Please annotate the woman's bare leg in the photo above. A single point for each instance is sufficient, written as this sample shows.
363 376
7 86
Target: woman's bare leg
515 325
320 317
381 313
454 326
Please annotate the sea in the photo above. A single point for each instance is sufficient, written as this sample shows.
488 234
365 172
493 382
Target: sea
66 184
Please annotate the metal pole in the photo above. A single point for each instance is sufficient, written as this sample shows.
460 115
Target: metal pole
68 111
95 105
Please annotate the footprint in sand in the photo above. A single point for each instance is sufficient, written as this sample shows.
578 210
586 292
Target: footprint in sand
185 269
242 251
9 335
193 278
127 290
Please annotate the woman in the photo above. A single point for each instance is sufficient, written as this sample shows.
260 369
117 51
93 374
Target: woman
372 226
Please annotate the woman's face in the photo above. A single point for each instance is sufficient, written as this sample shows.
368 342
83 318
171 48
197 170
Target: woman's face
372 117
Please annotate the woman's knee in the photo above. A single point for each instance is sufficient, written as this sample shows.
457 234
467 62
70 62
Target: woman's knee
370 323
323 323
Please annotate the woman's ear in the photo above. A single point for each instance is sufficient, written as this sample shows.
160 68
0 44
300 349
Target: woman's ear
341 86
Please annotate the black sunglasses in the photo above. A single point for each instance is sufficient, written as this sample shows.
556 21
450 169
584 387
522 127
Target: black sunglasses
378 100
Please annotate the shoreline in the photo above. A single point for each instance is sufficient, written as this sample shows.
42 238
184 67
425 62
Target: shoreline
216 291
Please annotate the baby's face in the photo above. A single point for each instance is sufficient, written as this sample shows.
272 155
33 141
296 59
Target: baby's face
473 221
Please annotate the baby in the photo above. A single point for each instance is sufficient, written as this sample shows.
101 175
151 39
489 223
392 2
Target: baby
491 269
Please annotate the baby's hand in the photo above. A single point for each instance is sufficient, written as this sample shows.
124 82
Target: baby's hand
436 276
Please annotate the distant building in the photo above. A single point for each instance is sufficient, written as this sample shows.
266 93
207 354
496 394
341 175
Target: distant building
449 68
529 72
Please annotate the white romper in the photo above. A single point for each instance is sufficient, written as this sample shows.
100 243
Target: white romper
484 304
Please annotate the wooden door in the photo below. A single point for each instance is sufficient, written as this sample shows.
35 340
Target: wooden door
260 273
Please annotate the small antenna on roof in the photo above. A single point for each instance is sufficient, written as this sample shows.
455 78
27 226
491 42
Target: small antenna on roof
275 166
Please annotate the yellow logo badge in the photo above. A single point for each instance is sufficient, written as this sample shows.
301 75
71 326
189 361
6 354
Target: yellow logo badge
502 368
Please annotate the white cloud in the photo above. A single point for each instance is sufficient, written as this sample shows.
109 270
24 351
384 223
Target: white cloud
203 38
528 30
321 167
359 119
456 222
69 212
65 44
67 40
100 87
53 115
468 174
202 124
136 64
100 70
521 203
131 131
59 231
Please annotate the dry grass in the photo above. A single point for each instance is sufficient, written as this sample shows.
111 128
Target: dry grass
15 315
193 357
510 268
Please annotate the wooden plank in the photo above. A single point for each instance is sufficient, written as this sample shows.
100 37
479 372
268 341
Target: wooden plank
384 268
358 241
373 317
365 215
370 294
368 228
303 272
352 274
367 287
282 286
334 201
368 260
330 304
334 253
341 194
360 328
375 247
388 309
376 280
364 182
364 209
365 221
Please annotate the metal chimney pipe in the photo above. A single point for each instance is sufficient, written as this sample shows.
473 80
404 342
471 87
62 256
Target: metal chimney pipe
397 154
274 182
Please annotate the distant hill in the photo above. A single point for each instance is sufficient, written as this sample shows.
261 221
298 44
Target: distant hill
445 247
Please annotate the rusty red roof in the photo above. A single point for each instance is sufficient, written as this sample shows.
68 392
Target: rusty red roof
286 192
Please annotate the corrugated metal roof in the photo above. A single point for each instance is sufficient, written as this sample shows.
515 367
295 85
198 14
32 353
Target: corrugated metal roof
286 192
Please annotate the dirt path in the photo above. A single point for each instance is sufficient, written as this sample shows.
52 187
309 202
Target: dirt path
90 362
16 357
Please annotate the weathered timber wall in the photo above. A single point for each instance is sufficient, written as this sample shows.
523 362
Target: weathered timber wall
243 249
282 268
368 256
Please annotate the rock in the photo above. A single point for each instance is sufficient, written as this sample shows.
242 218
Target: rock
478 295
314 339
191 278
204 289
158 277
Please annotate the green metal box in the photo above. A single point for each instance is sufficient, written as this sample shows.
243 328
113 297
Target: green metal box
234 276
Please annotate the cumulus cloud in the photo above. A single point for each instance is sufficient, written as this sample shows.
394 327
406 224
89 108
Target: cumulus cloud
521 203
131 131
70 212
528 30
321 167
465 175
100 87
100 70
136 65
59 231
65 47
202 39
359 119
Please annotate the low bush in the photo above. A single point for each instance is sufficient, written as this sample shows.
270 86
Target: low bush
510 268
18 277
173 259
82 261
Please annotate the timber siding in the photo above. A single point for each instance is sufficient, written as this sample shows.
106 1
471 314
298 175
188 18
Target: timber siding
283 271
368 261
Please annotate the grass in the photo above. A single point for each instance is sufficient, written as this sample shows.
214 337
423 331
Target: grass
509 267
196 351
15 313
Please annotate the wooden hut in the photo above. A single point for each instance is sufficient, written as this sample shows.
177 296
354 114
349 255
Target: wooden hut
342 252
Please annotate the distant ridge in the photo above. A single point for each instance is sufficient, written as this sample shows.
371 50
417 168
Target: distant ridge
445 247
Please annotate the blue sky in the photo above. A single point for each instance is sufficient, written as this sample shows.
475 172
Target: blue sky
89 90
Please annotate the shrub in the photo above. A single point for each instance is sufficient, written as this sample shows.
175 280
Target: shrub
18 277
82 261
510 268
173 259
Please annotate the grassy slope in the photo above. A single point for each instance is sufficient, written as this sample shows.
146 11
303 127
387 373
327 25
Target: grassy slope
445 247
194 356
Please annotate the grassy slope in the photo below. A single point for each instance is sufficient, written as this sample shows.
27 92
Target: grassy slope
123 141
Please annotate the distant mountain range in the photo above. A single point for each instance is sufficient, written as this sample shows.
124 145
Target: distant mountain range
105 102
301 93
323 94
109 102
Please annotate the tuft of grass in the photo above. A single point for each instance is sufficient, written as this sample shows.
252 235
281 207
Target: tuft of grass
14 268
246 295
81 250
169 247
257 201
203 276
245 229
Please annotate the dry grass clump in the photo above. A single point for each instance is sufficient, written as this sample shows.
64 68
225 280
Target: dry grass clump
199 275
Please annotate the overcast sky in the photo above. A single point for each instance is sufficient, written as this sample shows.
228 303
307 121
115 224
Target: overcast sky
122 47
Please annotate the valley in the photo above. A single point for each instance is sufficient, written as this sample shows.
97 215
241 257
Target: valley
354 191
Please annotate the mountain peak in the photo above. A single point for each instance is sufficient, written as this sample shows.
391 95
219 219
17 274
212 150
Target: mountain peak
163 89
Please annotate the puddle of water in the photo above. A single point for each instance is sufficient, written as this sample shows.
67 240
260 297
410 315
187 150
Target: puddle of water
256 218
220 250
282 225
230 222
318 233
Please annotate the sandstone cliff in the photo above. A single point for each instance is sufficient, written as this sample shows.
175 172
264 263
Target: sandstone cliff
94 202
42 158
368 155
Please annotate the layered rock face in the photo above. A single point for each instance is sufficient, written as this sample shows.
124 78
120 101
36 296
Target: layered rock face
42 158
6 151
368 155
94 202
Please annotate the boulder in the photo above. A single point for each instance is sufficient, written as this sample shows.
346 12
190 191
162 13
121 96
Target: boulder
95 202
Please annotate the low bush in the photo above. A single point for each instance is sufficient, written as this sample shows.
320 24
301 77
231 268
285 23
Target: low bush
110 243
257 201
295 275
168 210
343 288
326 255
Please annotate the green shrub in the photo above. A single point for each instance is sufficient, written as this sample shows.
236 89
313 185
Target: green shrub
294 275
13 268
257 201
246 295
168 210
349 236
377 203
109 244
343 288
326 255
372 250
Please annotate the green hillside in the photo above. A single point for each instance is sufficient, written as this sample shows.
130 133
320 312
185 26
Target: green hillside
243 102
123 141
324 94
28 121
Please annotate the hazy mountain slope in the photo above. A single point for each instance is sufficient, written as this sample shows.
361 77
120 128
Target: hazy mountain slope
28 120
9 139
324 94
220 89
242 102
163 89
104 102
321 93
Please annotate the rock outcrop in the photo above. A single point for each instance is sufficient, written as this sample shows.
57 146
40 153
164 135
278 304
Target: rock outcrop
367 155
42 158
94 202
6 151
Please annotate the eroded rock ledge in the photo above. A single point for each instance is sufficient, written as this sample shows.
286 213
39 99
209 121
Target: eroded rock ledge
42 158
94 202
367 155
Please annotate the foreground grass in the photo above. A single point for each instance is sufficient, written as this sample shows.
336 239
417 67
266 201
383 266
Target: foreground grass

* PROBLEM DETAILS *
Every line that includes "foreground" must be copied from the material above.

* ANSWER TO THE EXERCISE *
Please annotate the foreground grass in the photo above. A single point for each instance is sufficient, written as this sample shows.
Target: foreground grass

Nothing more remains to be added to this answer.